### Aufgabenstellung
Was besteht laut dem Dokumentausschnitt bei der Nutzung der Technologien, weil die erzielbaren Potenziale für die meisten Unternehmen kaum greifbar sind?

### Dokumentausschnitt
==================================================

Abbildung 1: Der Gesamtzusammenhang zwischen Strategie, Innovation und Technologie im Unternehmen
Abbildung 1: Der Gesamtzusammenhang zwischen Strategie, Innovation und Technologie im Unternehmen
(Bild: Neosight)

Die tatsächlich erzielbaren Potenziale sind für die meisten Unternehmen allerdings kaum greifbar, sodass eine grosse Verunsicherung und Zurückhaltung bei der Nutzung der Technologien besteht. Es stellen sich mehrere Fragen: Erstens: Wie werden die Potenziale für unser Unternehmen in Anbetracht unserer spezifischen Ausgangslage konkret und greifbar? Zweitens: Wie werden die richtigen Entscheidungen getroffen, um diese Potenziale zu heben und Wettbewerbsnachteile zu vermeiden? Drittens: Wie sieht eine Umsetzungsroadmap zur pragmatischen Nutzbarmachung der neuen Technologien aus?

==================================================

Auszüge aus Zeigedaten
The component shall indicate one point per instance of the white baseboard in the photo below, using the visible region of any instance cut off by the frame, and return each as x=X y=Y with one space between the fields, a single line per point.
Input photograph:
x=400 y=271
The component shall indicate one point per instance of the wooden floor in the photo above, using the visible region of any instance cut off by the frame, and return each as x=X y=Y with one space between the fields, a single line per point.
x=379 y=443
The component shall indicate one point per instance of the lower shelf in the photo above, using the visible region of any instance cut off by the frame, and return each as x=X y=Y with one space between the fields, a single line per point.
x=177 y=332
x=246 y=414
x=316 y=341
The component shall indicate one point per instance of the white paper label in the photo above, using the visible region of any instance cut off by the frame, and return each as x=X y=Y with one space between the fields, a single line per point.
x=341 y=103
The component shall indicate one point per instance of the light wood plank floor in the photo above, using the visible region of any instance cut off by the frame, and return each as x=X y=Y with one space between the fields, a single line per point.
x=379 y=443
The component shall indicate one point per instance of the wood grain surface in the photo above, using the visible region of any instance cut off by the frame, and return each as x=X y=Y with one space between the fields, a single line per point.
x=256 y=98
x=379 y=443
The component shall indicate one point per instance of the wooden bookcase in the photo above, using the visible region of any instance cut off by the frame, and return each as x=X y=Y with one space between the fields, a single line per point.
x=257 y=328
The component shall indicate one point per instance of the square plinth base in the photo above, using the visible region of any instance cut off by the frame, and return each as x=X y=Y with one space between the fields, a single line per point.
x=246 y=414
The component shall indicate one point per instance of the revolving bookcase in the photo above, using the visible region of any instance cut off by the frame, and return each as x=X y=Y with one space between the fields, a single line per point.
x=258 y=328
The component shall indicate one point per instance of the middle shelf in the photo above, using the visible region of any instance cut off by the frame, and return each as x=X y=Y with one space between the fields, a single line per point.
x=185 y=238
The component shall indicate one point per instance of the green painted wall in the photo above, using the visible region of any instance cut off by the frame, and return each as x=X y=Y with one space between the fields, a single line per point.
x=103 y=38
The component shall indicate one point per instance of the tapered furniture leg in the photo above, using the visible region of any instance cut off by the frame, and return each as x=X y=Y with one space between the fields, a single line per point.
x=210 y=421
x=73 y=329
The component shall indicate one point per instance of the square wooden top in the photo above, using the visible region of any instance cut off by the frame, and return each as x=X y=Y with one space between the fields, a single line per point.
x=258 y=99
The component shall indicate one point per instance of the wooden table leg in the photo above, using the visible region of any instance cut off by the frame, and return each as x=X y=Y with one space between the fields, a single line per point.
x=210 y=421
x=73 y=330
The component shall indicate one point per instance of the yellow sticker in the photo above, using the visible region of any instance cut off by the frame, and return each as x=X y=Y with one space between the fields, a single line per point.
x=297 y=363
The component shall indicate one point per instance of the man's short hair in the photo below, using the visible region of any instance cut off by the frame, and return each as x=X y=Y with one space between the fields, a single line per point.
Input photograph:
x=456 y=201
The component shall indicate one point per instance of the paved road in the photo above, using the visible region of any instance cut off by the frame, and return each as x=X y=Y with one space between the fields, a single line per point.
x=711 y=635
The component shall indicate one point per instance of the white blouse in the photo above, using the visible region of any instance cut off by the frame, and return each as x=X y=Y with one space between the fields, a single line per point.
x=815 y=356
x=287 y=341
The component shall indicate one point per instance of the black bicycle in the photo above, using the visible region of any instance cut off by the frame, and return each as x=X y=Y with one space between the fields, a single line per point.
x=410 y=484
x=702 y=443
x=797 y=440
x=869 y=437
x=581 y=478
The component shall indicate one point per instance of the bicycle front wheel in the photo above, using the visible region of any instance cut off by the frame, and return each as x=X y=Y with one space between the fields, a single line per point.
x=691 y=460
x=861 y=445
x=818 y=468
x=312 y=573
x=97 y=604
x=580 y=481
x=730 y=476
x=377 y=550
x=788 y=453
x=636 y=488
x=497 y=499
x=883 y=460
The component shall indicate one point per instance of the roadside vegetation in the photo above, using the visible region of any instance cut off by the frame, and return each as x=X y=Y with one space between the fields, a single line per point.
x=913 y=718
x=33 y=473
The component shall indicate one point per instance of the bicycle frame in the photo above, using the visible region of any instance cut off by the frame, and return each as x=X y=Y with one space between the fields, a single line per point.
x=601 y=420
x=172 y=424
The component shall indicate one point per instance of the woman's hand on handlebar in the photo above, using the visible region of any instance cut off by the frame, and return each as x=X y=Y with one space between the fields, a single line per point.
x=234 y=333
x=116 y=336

==================================================

### Ergebnis
Eine grosse Verunsicherung und Zurückhaltung.